Task requirements – Rescale the part of the listing below that runs from its start through the line containing "x=587, y=459", including both ends. Write out every line again, requests included, but multiply each x and y coordinate in the answers by 1.15 and round to whole numbers, with halves rounded up.

Dataset items
• • • •

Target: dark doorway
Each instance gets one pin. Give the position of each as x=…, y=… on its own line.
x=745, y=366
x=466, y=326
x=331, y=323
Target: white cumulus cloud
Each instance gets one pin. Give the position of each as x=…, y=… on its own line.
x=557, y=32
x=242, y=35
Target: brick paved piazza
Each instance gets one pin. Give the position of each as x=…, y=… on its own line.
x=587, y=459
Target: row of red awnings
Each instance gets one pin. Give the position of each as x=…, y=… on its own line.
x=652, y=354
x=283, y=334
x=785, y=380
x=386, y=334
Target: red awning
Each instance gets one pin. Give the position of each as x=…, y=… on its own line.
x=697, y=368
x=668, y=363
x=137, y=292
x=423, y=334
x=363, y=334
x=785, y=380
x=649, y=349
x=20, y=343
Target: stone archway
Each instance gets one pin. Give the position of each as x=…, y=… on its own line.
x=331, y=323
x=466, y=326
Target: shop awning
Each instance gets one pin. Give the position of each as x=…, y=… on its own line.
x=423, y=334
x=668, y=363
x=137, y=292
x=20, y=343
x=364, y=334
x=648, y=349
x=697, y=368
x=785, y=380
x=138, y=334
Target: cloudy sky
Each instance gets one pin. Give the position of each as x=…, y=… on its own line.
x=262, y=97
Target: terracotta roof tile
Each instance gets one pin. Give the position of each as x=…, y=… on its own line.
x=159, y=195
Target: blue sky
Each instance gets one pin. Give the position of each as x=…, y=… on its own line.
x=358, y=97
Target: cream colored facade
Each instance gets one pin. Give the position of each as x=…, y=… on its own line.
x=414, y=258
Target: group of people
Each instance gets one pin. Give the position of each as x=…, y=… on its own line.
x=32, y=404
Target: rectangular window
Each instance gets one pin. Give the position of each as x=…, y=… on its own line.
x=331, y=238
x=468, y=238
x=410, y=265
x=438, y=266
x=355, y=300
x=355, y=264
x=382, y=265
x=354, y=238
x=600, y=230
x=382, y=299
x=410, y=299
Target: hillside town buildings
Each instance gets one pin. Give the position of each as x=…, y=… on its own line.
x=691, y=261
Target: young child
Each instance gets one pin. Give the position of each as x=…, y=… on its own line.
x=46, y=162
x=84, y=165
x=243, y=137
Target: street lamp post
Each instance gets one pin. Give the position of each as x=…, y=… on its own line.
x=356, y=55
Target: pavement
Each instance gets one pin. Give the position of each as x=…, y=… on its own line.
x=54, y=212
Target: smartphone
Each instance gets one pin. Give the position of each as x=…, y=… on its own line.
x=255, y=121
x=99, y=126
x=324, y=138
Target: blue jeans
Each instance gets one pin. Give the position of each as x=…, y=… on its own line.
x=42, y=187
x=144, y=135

• • • •

Solution to the problem –
Target: dark doorway
Each instance gets one pin. Give the position of each as x=…, y=… on its own line.
x=857, y=421
x=536, y=375
x=381, y=371
Target: white cumulus cloud
Each instance gets one pin. Give the position of each as x=…, y=… on its own line.
x=641, y=37
x=278, y=40
Target: brick paved piazza
Each instance gets one pin. Give the position of each as x=…, y=… on its own line.
x=675, y=528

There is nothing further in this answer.